Referring expression pointing data ▸
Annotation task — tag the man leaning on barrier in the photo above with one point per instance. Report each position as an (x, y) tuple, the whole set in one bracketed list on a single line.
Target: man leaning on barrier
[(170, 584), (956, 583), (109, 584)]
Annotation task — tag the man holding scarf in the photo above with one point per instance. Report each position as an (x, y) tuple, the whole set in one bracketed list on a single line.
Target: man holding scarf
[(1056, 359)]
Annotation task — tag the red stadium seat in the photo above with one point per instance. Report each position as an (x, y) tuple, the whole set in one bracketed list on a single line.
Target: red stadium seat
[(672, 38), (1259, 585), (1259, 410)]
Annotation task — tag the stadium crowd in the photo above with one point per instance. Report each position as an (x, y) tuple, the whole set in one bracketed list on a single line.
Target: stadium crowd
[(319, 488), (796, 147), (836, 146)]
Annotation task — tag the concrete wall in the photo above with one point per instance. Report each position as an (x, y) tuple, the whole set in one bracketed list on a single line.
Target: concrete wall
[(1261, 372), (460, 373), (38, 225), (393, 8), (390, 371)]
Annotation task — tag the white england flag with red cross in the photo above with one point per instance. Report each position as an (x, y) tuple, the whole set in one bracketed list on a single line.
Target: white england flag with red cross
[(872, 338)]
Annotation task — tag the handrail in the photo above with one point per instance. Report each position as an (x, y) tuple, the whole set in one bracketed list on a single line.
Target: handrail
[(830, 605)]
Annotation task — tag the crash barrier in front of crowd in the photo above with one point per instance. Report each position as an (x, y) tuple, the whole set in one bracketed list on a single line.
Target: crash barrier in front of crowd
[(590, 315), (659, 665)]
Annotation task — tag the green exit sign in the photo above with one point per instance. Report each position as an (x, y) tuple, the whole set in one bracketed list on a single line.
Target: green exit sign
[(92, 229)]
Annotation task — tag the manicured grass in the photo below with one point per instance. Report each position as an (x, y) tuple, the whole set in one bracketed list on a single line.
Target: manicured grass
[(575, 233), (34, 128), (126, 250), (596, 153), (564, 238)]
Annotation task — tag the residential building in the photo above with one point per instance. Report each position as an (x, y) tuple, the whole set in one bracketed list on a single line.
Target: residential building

Work instructions ▸ Transcribe every entry verbatim.

Output for this task ▸
Annotation task — tag the man leaning on barrier in the photo above with one point per instance. Report each position as an (x, y) tuple, the whole set in one bracketed list on a single line.
Target: man leaning on barrier
[(170, 584), (956, 583), (109, 584)]
Annotation task — tag the man holding scarf in the photo above with one point per instance. Report each position as an (x, y) tuple, the whole set in one bracketed list on a single line.
Target: man holding scarf
[(1056, 359)]
Annotation task — tag the red stadium seat in the photo above with one point per instance. Report each position as an (x, y) tuple, the whole set in one bracketed list on a single line.
Target: red stadium seat
[(672, 38), (1259, 585), (1259, 410)]
Annotation task — tag the stadium crowd in the photo above with one point per instance. Report each position as an (x, y) tuple, the whole set in one bracketed list on a single line.
Target: stadium crowd
[(319, 488), (796, 147), (836, 146)]
Annotation task — tag the concrete wall in the photo above with one point per instance. Report each position as an (x, y) tuple, the whole set in one bracketed list on a single line.
Target: concrete wall
[(1261, 372), (460, 373), (38, 225), (393, 8), (390, 371)]
Annotation task — tag the white england flag with red cross in the photo above with one point per instance. Report each position as an (x, y) tuple, the whole set in one bracketed list on a single line.
Target: white england flag with red cross
[(872, 338)]
Annotation task — tag the handrail in the photo above with one point per instance. Report each position as an (x, y) tuple, the whole set in one bracketed list on a single line.
Target: handrail
[(830, 605)]
Annotation task — tag the crash barrier in front of crowd in the photo above with one point per instance. Report each position as an (x, y) tuple, the whole set in one bracketed list on a single line.
Target: crash barrier in front of crowd
[(590, 315), (659, 665)]
Annotation task — tag the green exit sign in the photo above with one point per instance. Report each position as an (x, y) tuple, the whole set in one bracketed list on a single line.
Target: green exit sign
[(92, 229)]
Annotation task — tag the manicured grass in the photo below with one point per instance. Report each position as an (x, y) tuple, the whole set in one bracketed list on a single line.
Target: manicured grass
[(575, 233), (34, 128), (126, 250), (596, 153), (564, 238)]
Annotation task — tag the residential building in the photo above with one point per instance. Report each position as an (x, y) tuple, the whole set in one bracketed list on a single line.
Target: residential building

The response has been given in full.